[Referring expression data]
---+---

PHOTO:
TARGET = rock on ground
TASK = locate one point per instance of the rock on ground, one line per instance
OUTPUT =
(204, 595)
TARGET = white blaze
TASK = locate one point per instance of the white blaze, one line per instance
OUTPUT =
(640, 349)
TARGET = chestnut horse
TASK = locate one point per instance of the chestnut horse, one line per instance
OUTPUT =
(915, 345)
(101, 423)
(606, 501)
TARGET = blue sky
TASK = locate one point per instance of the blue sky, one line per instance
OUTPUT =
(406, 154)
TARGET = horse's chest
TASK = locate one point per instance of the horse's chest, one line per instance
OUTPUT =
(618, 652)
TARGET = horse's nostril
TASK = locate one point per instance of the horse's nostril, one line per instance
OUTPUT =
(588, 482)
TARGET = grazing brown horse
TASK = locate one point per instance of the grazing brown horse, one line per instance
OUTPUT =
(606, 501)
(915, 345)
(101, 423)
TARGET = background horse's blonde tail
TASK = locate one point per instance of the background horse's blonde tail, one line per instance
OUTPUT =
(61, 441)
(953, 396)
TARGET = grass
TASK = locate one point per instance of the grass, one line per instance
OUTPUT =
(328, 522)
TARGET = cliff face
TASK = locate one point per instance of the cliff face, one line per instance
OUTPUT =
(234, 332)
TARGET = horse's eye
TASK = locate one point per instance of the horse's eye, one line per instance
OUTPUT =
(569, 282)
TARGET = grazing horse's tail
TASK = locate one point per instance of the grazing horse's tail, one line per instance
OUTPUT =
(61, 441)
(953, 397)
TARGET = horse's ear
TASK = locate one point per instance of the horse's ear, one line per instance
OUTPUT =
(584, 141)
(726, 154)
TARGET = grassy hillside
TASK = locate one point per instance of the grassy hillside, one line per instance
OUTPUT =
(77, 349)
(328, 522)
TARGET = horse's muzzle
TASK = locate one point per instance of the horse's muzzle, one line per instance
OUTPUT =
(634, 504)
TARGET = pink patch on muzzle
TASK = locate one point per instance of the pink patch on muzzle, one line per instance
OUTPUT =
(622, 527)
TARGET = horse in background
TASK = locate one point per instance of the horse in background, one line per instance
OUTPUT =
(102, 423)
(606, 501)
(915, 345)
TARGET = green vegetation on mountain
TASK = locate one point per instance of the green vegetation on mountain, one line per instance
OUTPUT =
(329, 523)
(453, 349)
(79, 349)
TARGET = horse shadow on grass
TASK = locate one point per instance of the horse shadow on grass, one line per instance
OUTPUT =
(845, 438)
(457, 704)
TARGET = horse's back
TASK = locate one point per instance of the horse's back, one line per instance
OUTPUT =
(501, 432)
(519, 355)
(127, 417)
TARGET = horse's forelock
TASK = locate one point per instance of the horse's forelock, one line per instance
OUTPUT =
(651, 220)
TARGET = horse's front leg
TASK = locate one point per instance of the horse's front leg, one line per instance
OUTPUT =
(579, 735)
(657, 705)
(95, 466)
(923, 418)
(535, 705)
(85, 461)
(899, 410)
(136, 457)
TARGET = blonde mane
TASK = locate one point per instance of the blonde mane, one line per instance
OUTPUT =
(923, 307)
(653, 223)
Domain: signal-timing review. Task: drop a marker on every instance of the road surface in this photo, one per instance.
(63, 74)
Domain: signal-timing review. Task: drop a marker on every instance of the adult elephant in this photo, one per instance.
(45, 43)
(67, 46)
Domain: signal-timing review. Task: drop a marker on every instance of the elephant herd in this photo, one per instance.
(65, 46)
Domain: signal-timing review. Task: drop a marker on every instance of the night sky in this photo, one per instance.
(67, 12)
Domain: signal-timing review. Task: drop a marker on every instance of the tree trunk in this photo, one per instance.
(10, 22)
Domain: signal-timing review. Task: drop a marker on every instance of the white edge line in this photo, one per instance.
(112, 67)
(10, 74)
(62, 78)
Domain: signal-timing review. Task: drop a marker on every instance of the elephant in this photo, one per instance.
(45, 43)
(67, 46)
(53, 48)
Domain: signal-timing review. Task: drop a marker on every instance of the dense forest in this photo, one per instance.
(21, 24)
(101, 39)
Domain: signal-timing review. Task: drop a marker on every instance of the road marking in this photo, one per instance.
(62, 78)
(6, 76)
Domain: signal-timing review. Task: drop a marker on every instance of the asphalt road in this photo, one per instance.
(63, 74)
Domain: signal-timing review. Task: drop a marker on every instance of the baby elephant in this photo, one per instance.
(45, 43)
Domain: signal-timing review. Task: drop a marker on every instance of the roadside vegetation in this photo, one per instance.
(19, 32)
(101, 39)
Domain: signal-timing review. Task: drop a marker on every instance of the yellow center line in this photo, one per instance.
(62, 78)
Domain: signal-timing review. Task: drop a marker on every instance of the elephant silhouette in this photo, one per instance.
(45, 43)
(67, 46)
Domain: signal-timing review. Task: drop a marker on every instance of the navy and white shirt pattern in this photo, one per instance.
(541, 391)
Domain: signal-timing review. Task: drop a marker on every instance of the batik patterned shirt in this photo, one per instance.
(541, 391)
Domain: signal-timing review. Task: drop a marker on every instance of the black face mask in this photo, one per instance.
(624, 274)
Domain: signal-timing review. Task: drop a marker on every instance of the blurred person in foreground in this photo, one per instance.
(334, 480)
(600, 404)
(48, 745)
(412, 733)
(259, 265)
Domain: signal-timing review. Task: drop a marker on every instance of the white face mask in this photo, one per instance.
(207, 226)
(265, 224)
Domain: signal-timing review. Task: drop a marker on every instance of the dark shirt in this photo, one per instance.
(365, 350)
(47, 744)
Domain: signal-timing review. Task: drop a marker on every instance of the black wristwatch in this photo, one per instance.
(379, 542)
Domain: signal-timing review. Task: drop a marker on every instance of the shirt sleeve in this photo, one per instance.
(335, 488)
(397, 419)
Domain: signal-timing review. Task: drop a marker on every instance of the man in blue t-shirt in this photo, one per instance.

---+---

| Instructions to follow |
Across the entries above, find each line with the word "grazing" and please copy it out.

| Exercise answer |
TARGET = grazing brown horse
TASK = locate one point per instance of the grazing brown horse, one line per instance
TARGET = grazing horse's tail
TASK = locate one point per instance of the grazing horse's tail, one line per instance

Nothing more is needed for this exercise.